## Try it
Search the records below for the line containing "Target: grass lawn". Write out that line and every line after it exactly as written.

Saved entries
#####
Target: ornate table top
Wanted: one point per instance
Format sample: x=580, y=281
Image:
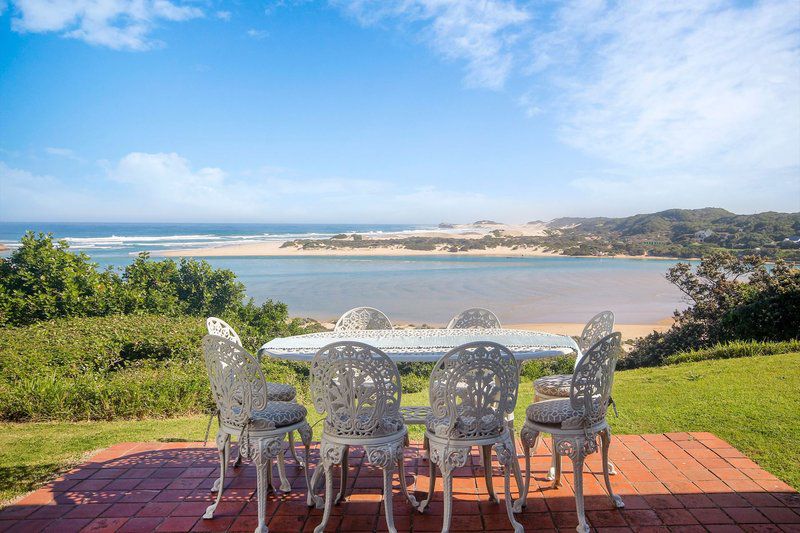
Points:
x=423, y=345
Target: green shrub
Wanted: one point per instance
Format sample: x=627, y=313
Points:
x=43, y=280
x=731, y=298
x=735, y=349
x=532, y=370
x=104, y=368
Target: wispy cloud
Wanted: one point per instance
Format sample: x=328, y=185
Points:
x=256, y=34
x=174, y=189
x=482, y=34
x=706, y=89
x=117, y=24
x=63, y=152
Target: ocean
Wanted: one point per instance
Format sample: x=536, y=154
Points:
x=416, y=289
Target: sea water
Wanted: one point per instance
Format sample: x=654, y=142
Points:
x=417, y=289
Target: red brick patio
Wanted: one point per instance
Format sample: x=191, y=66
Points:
x=674, y=482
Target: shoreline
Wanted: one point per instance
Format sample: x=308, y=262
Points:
x=276, y=249
x=629, y=331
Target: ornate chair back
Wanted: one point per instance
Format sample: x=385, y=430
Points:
x=599, y=326
x=358, y=386
x=237, y=383
x=472, y=389
x=361, y=318
x=217, y=326
x=593, y=378
x=474, y=318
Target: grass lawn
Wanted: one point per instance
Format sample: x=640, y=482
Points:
x=753, y=403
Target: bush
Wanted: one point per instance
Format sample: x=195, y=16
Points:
x=102, y=368
x=532, y=370
x=43, y=280
x=735, y=349
x=731, y=299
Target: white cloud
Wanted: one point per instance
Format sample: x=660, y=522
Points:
x=117, y=24
x=706, y=90
x=167, y=187
x=702, y=85
x=63, y=152
x=256, y=34
x=170, y=176
x=482, y=34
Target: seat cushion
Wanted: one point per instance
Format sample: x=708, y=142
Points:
x=558, y=411
x=277, y=415
x=557, y=385
x=551, y=411
x=465, y=427
x=280, y=392
x=415, y=414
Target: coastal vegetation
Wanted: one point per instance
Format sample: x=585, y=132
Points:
x=682, y=233
x=121, y=348
x=731, y=299
x=737, y=400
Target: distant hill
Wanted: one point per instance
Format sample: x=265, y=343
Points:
x=652, y=233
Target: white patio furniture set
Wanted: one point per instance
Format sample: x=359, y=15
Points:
x=355, y=383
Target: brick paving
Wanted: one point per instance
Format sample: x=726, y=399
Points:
x=682, y=482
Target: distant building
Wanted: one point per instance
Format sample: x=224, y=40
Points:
x=703, y=234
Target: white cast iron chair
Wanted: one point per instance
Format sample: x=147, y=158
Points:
x=476, y=317
x=558, y=386
x=240, y=392
x=358, y=388
x=276, y=392
x=361, y=318
x=472, y=389
x=577, y=422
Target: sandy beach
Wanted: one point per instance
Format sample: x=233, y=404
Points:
x=276, y=249
x=478, y=230
x=629, y=331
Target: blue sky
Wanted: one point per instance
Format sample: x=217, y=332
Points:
x=395, y=110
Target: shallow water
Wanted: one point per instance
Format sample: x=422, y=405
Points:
x=409, y=289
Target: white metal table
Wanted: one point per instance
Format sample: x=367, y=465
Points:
x=424, y=345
#####
## Result of this task
Target: grass lawn
Wanted: one point per instance
Format sample: x=640, y=482
Points:
x=753, y=403
Target: bush
Wanted: one point per instance
Format sample: x=195, y=16
Points:
x=102, y=368
x=532, y=370
x=43, y=280
x=735, y=349
x=731, y=299
Target: white cloud
Wanted: one point per instance
Format sample: x=660, y=522
Points:
x=117, y=24
x=706, y=90
x=167, y=187
x=702, y=85
x=63, y=152
x=256, y=34
x=170, y=176
x=482, y=34
Target: seat cushion
Wanted: one point per instance
Format sample: x=708, y=142
Points:
x=558, y=411
x=277, y=415
x=557, y=385
x=551, y=411
x=465, y=427
x=280, y=392
x=415, y=414
Target: coastal vegetation
Wanted: one point per instance
Format sample: x=585, y=132
Points:
x=682, y=233
x=121, y=348
x=731, y=299
x=737, y=400
Target: distant hill
Wanted: one point per instance
Format sample: x=265, y=343
Points:
x=652, y=233
Target: white patio furniture set
Wanted: one point per instance
Format sample: x=359, y=15
Points:
x=355, y=383
Target: brick paving
Wanted: one point per instance
Format sample: x=726, y=399
Points:
x=682, y=482
Target: distant building
Wanted: one point per instance
Format sample: x=224, y=40
Points:
x=703, y=234
Target: white cast iron chair
Wanted: one point per instance
Format sample: x=147, y=158
Points:
x=476, y=317
x=558, y=386
x=240, y=392
x=358, y=388
x=276, y=392
x=361, y=318
x=472, y=389
x=577, y=422
Target: sandy beach
Wanted: one point per instance
Format sample: x=233, y=404
Points:
x=276, y=249
x=478, y=230
x=629, y=331
Target: blue sky
Wanted: one point per instance
Format sample: x=217, y=332
Points:
x=395, y=110
Target: shallow water
Wanted: one point per instance
Format sample: x=422, y=405
Points:
x=409, y=289
Target: white metal table
Wanted: one point per instance
Format sample: x=367, y=465
Points:
x=424, y=345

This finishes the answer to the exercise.